AIM OF THE TASK
Reproduce every line that appears below, precisely and completely.
++++
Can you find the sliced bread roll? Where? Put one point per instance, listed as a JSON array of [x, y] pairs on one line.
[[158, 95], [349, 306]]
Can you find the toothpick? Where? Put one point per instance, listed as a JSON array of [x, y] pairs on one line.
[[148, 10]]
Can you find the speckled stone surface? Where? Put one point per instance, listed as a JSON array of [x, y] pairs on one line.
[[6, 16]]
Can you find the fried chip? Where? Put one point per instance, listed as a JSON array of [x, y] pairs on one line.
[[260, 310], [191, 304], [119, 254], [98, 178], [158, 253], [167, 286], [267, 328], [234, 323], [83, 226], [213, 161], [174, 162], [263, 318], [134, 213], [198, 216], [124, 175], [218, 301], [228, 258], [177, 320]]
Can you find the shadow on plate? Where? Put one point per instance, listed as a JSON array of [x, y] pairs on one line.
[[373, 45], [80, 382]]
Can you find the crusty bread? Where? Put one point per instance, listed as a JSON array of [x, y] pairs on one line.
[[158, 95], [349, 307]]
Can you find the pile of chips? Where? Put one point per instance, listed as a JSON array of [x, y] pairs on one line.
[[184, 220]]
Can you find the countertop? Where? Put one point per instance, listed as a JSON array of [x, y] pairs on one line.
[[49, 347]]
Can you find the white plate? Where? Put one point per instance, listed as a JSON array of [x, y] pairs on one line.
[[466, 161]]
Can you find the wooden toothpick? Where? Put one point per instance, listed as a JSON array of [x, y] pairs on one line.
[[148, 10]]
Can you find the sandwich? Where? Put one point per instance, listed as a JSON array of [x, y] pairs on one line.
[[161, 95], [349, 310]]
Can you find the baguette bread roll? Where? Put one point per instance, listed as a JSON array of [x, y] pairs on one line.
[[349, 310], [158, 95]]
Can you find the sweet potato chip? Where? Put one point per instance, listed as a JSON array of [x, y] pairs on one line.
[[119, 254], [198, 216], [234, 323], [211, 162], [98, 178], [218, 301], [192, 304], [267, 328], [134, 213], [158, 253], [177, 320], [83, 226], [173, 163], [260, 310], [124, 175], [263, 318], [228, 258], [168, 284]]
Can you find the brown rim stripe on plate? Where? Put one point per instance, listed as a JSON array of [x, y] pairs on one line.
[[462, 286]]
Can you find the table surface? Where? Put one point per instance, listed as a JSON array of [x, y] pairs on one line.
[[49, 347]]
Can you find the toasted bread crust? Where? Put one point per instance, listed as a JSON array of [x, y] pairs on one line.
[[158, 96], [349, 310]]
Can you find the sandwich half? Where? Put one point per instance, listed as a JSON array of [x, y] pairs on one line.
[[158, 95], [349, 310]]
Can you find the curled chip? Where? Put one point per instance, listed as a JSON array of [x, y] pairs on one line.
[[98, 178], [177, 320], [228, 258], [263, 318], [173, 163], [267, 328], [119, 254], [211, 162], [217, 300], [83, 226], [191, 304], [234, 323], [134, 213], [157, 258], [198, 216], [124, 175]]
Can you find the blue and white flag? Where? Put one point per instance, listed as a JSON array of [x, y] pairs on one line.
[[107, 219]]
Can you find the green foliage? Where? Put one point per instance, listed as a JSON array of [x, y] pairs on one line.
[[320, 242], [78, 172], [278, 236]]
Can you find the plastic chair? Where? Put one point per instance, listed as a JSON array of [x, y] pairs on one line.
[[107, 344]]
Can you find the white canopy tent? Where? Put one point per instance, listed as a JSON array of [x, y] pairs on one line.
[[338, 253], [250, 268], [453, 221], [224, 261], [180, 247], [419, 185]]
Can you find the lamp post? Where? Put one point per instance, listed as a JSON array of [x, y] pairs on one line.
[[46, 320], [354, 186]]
++++
RESULT
Can you find the sliced bread roll? Where? Put one point per instance, listed as a JSON array of [x, y] pairs on one line.
[[158, 95], [349, 306]]
Can you find the toothpick? Where? Put one point per instance, listed as a JSON array of [x, y] pairs on one line.
[[148, 10]]
Can you find the speckled stone surface? Where? Put one point per instance, listed as a JSON array of [x, y] pairs on one line.
[[6, 16]]
Can you find the fried chip? Where? Put one point per instance, listed as a JSON array of [x, y] pairs on one line.
[[260, 310], [191, 304], [119, 254], [98, 178], [158, 253], [167, 286], [267, 328], [234, 323], [83, 226], [213, 161], [174, 162], [263, 318], [134, 213], [198, 216], [124, 175], [218, 301], [228, 258], [177, 320]]
Can you find the shadow on plate? Where? Put one point per instance, listed as a JSON array of [x, y] pairs on one line.
[[373, 45], [80, 382]]
Can you find the crusty bread? Where? Put one point per instance, listed as a JSON array of [x, y] pairs on one line.
[[158, 95], [349, 307]]
Can you find the pile of chips? Where? Put one point per instance, listed as a JSON array of [x, y] pairs on one line.
[[184, 220]]
Can you find the countertop? Where? Put one point per instance, listed as a JSON array of [x, y] pairs on one line.
[[49, 347]]
Can you find the white plate? Where? Put one point per instance, listed as a JSON array of [x, y] pairs on one line.
[[466, 161]]
Can you find the wooden toothpick? Where? Put one point per instance, listed as a JSON array of [x, y] pairs on one line.
[[148, 10]]
Can you find the sandwich? Where? Put one point per instance, listed as a JSON array of [x, y] pairs on one line.
[[161, 95], [349, 310]]
Can you find the baguette bread roll? Where? Put one point per instance, listed as a JSON array of [x, y] pairs on one line.
[[349, 310], [158, 95]]
Can you find the sweet potato chip? Where? Put one point per instance, listed as a JSON array of [x, y] pairs on one line.
[[119, 254], [198, 216], [234, 323], [211, 162], [98, 178], [218, 301], [192, 304], [267, 328], [134, 213], [158, 253], [177, 320], [83, 226], [173, 163], [260, 310], [124, 175], [263, 318], [228, 258], [168, 284]]
Can you find the brown rim stripe on plate? Where? Put one point per instance, listed as a JSON array of [x, y] pairs on one line.
[[462, 286]]
Can you find the table surface? Where? Put one point per instance, listed as a JSON array of [x, y] pairs on one line.
[[49, 347]]
Can you find the toasted bread crust? Where? Put one point per instance, listed as a JSON array of [x, y] pairs on one line.
[[158, 96], [349, 310]]
Can you find the sandwich half? Where? Put one point per instance, listed as a JSON array of [x, y] pairs on one line.
[[158, 95], [349, 310]]
Can you find the curled chip? Where? Put one point per instance, listed as a JSON array of [x, y] pairs on one line.
[[98, 178], [177, 320], [228, 258], [263, 318], [173, 163], [267, 328], [119, 254], [211, 162], [217, 300], [83, 226], [191, 304], [234, 323], [134, 213], [157, 258], [198, 216], [124, 175]]
Can you find the blue and white flag? Where? Put one point per instance, listed as a JSON array of [x, y] pairs on one line.
[[107, 219]]
Can you find the green foliage? Where? Put one point per instance, listed as a JSON array of [x, y] pairs on one line.
[[320, 242], [78, 172], [278, 236]]
Can you find the plastic chair? Where? Put one point per instance, listed as a JSON array of [x, y] pairs on one line.
[[107, 344]]
Can you find the white canopy tent? Where? Put one point per instance, listed as a JSON array of [x, y] pairs on one line.
[[338, 253], [250, 268], [453, 221], [224, 261], [180, 247], [419, 185]]
Can you find the lamp post? Where? Put one point per instance, listed as a JSON array of [x, y] pairs on one line.
[[46, 320], [354, 186]]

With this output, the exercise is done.